Goal - Update the records from their start through the line containing "302, 56, 358, 107", inclusive, so that "detect" becomes "locate" everywhere and nothing else changes. Leave the pictures out of your answer.

***

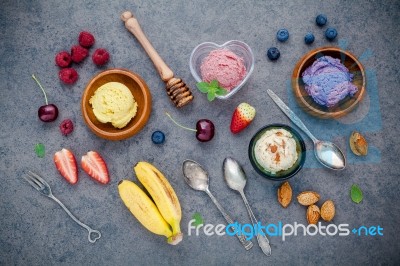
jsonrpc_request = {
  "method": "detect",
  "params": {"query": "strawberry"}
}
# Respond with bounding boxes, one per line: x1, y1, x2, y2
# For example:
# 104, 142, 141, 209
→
231, 103, 256, 134
54, 149, 78, 185
81, 151, 110, 184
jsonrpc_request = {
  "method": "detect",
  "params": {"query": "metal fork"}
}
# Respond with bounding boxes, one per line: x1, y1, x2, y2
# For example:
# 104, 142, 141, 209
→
23, 171, 101, 243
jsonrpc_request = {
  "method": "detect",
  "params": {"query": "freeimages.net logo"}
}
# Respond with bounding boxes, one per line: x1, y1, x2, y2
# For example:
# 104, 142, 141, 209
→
188, 217, 383, 241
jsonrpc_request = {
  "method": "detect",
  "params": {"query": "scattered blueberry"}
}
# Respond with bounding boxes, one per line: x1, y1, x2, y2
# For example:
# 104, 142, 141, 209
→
151, 130, 165, 144
325, 28, 337, 41
304, 32, 315, 44
315, 14, 328, 27
276, 29, 289, 42
267, 47, 281, 61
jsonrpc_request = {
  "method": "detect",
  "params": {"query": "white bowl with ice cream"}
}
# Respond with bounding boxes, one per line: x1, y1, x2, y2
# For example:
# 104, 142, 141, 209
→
249, 124, 306, 181
189, 40, 254, 99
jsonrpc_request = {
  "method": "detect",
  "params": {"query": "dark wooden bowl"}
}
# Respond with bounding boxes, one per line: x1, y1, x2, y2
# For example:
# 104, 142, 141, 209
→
81, 68, 151, 140
292, 47, 366, 119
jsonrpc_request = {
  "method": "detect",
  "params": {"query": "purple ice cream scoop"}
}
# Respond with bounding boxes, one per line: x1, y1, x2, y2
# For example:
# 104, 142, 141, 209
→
302, 56, 358, 107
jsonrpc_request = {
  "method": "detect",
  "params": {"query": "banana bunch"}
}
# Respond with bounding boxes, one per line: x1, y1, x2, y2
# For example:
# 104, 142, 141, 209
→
118, 162, 183, 245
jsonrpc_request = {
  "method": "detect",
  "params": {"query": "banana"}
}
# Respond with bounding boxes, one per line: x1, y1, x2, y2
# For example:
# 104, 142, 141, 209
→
118, 180, 173, 242
134, 162, 183, 244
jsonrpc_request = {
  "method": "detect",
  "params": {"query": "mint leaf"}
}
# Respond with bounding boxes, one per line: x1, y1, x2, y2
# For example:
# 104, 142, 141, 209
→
215, 87, 228, 96
35, 143, 45, 158
196, 79, 228, 102
350, 184, 363, 204
196, 82, 209, 93
192, 212, 204, 227
207, 91, 215, 102
210, 79, 218, 88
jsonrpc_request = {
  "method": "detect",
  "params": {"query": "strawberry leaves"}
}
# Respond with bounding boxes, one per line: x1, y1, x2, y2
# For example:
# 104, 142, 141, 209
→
196, 79, 228, 102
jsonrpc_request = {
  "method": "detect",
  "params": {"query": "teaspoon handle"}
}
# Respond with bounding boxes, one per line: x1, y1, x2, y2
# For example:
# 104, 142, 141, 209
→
240, 190, 271, 256
205, 189, 253, 250
267, 89, 318, 143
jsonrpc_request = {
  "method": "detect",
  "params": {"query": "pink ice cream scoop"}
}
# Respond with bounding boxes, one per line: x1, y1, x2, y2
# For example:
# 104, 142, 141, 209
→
200, 49, 247, 91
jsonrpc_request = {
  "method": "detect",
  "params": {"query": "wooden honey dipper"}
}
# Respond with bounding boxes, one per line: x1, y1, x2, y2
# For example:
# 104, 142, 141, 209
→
121, 11, 193, 107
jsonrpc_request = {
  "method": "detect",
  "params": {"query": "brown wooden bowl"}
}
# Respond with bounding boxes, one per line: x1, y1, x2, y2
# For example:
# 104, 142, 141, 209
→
81, 68, 151, 140
292, 47, 366, 119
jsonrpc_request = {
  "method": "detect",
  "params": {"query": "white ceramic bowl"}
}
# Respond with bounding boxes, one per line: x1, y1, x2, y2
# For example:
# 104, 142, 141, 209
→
189, 40, 254, 99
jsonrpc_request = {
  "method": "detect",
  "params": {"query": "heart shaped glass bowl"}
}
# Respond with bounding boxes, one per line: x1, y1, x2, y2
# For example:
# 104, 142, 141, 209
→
81, 68, 151, 140
249, 124, 306, 181
189, 40, 254, 99
292, 47, 365, 119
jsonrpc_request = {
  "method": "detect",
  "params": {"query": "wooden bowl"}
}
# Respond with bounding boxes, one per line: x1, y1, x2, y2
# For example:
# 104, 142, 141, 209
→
81, 68, 151, 140
292, 47, 366, 119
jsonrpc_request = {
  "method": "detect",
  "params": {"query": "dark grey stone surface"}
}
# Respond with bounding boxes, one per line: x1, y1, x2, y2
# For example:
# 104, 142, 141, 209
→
0, 0, 400, 265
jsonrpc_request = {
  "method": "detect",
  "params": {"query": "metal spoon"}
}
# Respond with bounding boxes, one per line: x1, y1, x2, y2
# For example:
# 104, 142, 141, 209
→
267, 89, 346, 170
182, 160, 253, 250
223, 157, 271, 256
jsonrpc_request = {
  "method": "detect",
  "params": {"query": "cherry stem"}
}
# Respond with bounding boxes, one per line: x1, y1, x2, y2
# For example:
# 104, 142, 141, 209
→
32, 74, 49, 105
165, 112, 197, 132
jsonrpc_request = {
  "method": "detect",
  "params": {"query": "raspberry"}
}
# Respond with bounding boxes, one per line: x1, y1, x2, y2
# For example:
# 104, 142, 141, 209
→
58, 68, 78, 84
56, 51, 71, 67
71, 45, 89, 63
60, 119, 74, 136
78, 31, 95, 48
92, 48, 110, 66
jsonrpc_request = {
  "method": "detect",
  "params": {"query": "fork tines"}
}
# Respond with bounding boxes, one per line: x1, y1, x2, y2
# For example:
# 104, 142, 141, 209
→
23, 171, 46, 190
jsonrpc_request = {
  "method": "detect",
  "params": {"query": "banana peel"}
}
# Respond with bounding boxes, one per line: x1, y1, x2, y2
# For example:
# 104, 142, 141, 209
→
118, 162, 183, 245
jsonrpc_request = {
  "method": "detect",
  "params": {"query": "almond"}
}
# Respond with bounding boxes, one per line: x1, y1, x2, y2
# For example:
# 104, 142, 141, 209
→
297, 191, 320, 206
321, 200, 335, 222
278, 181, 292, 208
350, 131, 368, 156
306, 205, 321, 224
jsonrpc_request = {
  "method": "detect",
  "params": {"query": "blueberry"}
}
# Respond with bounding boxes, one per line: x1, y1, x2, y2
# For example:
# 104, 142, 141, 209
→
151, 130, 165, 144
315, 14, 328, 27
276, 29, 289, 42
325, 28, 337, 41
267, 47, 281, 61
304, 32, 315, 44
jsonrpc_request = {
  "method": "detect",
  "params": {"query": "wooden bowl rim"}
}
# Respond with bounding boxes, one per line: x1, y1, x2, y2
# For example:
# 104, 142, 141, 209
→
292, 46, 366, 119
81, 68, 151, 140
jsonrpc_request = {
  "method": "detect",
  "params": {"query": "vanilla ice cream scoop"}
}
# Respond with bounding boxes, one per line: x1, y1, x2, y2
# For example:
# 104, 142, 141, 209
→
89, 82, 138, 128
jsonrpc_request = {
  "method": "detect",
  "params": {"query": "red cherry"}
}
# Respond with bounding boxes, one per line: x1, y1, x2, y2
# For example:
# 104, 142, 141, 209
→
165, 113, 215, 142
32, 75, 58, 122
38, 104, 58, 122
196, 119, 215, 142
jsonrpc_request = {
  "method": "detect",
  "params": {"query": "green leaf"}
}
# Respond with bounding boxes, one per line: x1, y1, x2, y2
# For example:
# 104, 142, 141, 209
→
215, 87, 228, 96
350, 184, 363, 203
196, 81, 210, 93
207, 91, 215, 102
210, 79, 219, 88
192, 212, 204, 227
35, 143, 45, 158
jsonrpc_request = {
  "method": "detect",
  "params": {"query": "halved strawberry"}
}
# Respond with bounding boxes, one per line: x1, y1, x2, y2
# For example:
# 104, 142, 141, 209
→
231, 103, 256, 134
81, 151, 110, 184
53, 149, 78, 184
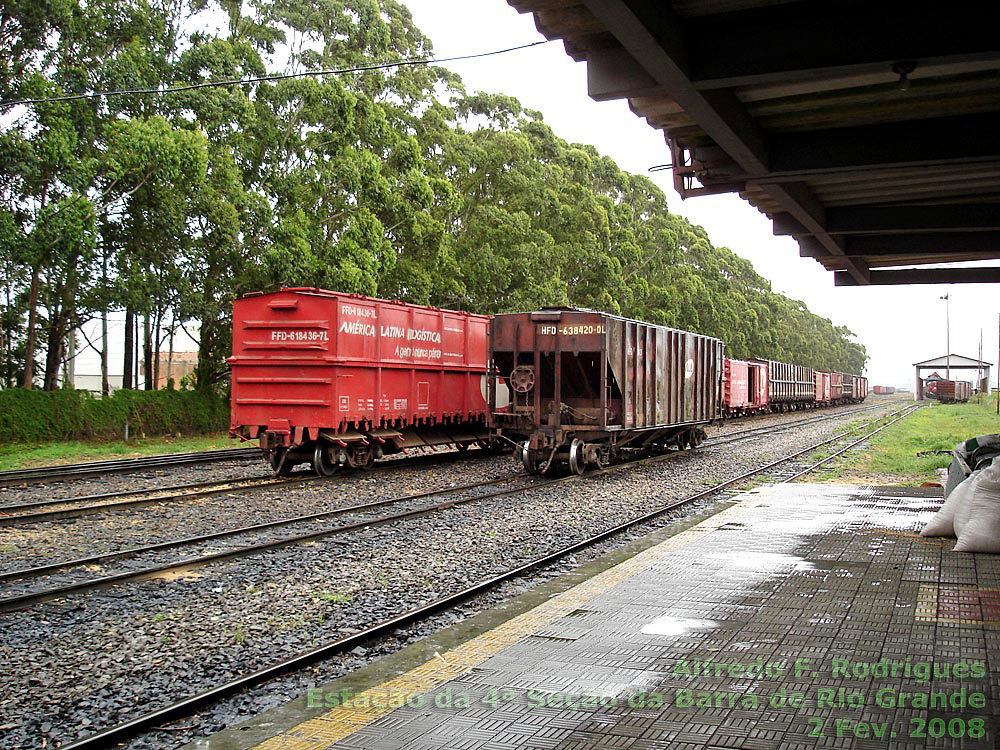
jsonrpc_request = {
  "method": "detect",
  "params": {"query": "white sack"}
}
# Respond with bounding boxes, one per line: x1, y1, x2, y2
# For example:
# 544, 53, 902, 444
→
954, 461, 1000, 552
920, 471, 981, 538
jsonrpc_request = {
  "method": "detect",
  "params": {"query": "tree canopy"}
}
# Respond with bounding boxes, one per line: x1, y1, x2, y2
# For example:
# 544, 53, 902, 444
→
0, 0, 867, 388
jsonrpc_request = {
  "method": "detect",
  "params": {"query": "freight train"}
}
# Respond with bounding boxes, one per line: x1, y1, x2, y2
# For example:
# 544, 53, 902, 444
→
229, 288, 868, 476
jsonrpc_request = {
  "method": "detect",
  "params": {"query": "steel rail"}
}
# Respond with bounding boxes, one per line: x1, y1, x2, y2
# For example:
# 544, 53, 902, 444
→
0, 406, 912, 612
0, 474, 296, 528
0, 448, 260, 487
0, 402, 896, 592
0, 404, 884, 528
0, 474, 540, 588
52, 407, 920, 750
0, 451, 498, 528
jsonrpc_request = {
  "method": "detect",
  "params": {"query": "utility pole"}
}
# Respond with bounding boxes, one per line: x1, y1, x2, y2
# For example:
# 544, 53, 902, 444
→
941, 292, 951, 380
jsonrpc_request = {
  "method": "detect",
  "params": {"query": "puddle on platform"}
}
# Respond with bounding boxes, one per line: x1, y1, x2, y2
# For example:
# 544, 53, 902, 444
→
712, 550, 816, 573
640, 615, 719, 635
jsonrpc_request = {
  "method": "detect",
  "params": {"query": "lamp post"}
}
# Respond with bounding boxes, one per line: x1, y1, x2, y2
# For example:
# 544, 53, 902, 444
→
941, 292, 951, 380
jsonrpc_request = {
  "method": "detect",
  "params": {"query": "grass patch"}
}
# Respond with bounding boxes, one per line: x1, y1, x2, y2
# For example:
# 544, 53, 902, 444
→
824, 395, 1000, 485
0, 433, 238, 471
313, 591, 354, 604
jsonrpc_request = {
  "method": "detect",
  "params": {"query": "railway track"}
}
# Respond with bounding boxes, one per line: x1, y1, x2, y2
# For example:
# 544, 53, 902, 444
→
0, 402, 908, 612
0, 404, 885, 532
52, 406, 920, 750
0, 448, 260, 487
0, 402, 916, 612
0, 451, 496, 528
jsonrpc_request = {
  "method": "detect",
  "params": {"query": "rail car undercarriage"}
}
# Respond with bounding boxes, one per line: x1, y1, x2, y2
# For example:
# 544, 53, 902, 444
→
518, 425, 706, 474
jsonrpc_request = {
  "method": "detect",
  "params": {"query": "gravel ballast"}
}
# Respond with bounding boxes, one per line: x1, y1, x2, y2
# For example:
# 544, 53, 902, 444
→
0, 404, 899, 748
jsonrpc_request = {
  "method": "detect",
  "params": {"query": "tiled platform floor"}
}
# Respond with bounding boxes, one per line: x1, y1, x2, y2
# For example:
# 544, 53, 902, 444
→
244, 484, 1000, 750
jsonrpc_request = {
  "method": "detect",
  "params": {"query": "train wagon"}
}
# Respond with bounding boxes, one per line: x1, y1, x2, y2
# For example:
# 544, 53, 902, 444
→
752, 359, 816, 411
813, 370, 833, 406
924, 380, 972, 404
843, 373, 868, 404
830, 372, 844, 404
488, 307, 724, 474
722, 357, 768, 418
229, 288, 490, 476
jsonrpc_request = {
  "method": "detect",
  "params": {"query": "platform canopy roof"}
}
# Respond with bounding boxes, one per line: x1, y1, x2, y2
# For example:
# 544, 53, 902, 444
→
507, 0, 1000, 285
913, 354, 993, 368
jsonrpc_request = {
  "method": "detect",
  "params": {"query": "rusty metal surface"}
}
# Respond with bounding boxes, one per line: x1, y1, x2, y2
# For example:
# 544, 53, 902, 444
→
754, 359, 816, 404
492, 308, 723, 444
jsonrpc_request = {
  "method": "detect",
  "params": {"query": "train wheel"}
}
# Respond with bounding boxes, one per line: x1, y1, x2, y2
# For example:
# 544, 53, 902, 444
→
569, 438, 587, 474
347, 446, 375, 471
267, 448, 294, 477
313, 443, 337, 477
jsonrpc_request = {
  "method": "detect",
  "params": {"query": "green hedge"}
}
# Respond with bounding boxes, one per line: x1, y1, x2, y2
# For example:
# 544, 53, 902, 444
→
0, 388, 229, 443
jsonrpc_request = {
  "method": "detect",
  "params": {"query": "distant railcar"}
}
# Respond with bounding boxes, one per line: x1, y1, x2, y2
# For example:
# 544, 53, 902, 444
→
229, 288, 490, 475
924, 380, 972, 404
813, 370, 833, 406
488, 308, 724, 473
843, 373, 868, 404
722, 357, 769, 418
751, 359, 816, 411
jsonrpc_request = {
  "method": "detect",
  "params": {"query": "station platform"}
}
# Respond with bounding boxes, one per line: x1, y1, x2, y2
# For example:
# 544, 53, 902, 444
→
191, 484, 1000, 750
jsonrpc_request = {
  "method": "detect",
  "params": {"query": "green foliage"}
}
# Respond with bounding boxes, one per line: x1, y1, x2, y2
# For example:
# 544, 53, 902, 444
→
0, 388, 229, 443
0, 0, 867, 400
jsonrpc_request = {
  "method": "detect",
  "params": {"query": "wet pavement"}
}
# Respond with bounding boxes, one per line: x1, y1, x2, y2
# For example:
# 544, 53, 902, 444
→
191, 484, 1000, 750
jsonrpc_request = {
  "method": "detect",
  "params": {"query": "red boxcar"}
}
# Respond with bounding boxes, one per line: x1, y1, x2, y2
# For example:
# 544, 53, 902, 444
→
830, 372, 844, 404
843, 373, 868, 404
925, 380, 972, 404
229, 288, 490, 475
722, 357, 768, 417
813, 370, 833, 405
754, 359, 816, 411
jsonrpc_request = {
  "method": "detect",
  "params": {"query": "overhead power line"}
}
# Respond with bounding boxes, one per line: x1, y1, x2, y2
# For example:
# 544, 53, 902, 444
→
0, 39, 552, 107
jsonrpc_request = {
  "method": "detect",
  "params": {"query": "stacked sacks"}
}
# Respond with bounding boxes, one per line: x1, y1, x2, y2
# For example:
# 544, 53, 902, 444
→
955, 461, 1000, 552
920, 461, 1000, 552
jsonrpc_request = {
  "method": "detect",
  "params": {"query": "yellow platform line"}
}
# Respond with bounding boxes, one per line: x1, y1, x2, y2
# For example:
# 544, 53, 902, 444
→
253, 497, 767, 750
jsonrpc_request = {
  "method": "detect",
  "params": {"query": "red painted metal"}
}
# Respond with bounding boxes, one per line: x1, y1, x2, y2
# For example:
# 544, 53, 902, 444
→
229, 288, 489, 462
753, 359, 816, 409
830, 372, 844, 402
722, 357, 750, 414
722, 357, 768, 416
813, 370, 832, 404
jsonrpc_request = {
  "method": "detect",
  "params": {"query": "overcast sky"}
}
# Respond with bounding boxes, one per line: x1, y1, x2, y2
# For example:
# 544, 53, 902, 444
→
402, 0, 1000, 387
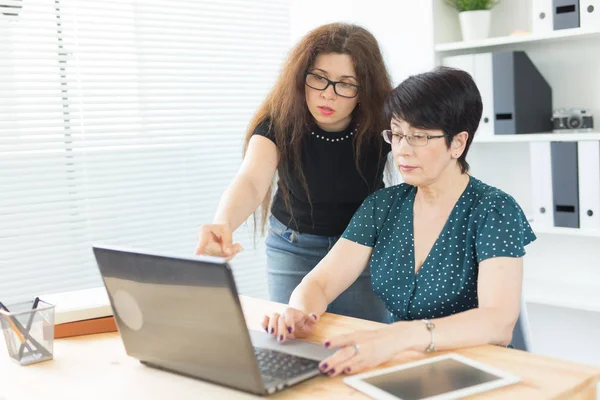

***

Worked solution -
jsonrpc_request = {
  "method": "locate",
  "params": {"query": "strawberry"}
}
# Respond with bounding boxes, one per line: x1, y1, x2, y2
# For example:
# 104, 142, 141, 209
→
231, 103, 256, 134
54, 149, 78, 185
81, 151, 110, 184
jsonrpc_request = {
  "method": "locate",
  "params": {"query": "metal fork"}
}
# Respond with bounding boxes, one per line: x1, y1, x2, y2
# For example:
# 104, 142, 141, 209
→
23, 171, 101, 243
jsonrpc_request = {
  "method": "locate",
  "params": {"query": "freeimages.net logo"}
}
# Respond with bounding boxes, one per line: x1, y1, x2, y2
# For example:
# 104, 142, 141, 209
→
188, 217, 383, 241
jsonrpc_request = {
  "method": "locate",
  "params": {"query": "scattered blueberry"}
}
# Respond with bounding boxes, one per line: x1, y1, x2, y2
# For example:
# 104, 142, 141, 209
→
151, 130, 165, 144
325, 28, 337, 41
304, 32, 315, 44
315, 14, 328, 27
276, 29, 289, 42
267, 47, 281, 61
jsonrpc_request = {
  "method": "locate",
  "params": {"query": "white bowl with ice cream"}
}
# Respond with bounding boxes, one per line: x1, y1, x2, y2
# For example:
# 104, 142, 141, 209
→
249, 124, 306, 181
189, 40, 254, 99
jsonrpc_request = {
  "method": "locate",
  "params": {"query": "dark wooden bowl"}
}
# Respond with bounding boxes, one per line: x1, y1, x2, y2
# For example:
# 104, 142, 141, 209
→
81, 68, 151, 140
292, 47, 366, 119
jsonrpc_request = {
  "method": "locate",
  "params": {"query": "purple ice cream scoop"}
}
# Respond with bounding boxes, one per line: x1, y1, x2, y2
# For example:
# 104, 142, 141, 209
→
302, 56, 358, 107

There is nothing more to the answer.